▶ Directions for this task
Can you resume the news report on the cardiologist's Fen-Phen settlement fraud, picking up after its final sentence?

▶ Reading text
========================================================================
Abdur Razzak Tai, 79, of Kissimmee, Fla., who practiced cardiology under the name A. Razzak Tai, M.D., and through Tri-County Doctors, Inc. and Medical Legal Consultants, Inc., had been indicted on six counts of mail fraud and seven counts of wire fraud relating to a scheme to defraud a class action settlement established by Wyeth Pharmaceuticals to compensate patients injured by Fen-Phen, a drug that is also the subject of mass tort litigation across the country.

The U.S. Attorney’s Office for the Eastern District of Pennsylvania announced Sept. 14 that Tai faces up to 20 years in prison for his crimes.

U.S. District Court Judge Juan R. Sanchez, of the federal court in Philadelphia, has scheduled a sentencing hearing for December.

According to the U.S. Attorney’s Office, between 1997 and 2009, Tai devised a scheme to defraud the trust that had been started by American Home Products Corp., later known as Wyeth, and to obtain money and property from the company by means of false and fraudulent representations.

Tai would review echocardiograms of more than 1,110 patients who had filed claims with the American Home Product Settlement Trust in Philadelphia and falsely certified that the patients’ tests showed they had suffered heart damage relating to their ingestion of Fen-Phen.

In reality, the U.S. Attorney’s Office said, many of those patients had not been harmed at all.
========================================================================
▶ Data section

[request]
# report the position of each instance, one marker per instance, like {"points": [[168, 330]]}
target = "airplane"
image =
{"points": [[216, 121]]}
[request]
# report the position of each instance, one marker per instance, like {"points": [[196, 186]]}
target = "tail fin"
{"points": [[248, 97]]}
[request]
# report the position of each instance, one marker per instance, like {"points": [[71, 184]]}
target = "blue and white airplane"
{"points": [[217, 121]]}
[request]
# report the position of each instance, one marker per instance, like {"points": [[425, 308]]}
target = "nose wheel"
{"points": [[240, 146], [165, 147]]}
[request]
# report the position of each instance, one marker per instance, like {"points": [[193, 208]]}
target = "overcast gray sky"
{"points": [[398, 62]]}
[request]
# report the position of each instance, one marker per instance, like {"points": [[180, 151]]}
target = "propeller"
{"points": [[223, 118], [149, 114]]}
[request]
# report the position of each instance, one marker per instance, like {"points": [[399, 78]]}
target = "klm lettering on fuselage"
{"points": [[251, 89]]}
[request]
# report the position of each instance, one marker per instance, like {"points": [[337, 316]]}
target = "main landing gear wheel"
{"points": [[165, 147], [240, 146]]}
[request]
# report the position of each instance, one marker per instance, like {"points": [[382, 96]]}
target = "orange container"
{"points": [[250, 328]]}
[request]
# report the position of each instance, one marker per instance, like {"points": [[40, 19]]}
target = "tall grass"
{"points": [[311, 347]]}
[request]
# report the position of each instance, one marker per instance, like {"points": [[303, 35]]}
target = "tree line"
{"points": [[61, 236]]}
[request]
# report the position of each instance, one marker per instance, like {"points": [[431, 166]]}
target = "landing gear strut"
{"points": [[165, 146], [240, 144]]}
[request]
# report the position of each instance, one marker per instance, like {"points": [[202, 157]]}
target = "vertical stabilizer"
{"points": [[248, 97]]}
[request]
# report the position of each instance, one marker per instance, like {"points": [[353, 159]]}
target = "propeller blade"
========================================================================
▶ Result
“By misreporting measurements from the echocardiogram, the severity of a claimant’s medical condition could be exaggerated, thereby improperly qualifying the claimant for hundreds of thousands of dollars more in benefits,” states a news release from the U.S. Attorney’s Office. “Dr. Tai certified that some patients qualified for the increased settlement benefits when he knew they did not.”

For at least one attorney, the news release states, Tai was paid a set fee of $100 for each echocardiogram that he reviewed.

Tai was also paid $1,500 for each claimant who qualified for benefits when that patient’s claim was paid.

During his criminal trial in Philadelphia, the prosecutors’ office announced, Tai had testified on the stand that his medical reports had been forged by the mass tort lawyer who had hired him and who had paid him on a contingency fee basis.

The jury, however, didn’t buy Tai’s account, and eventually convicted the physician on all 13 counts against him after deliberating for less than two hours.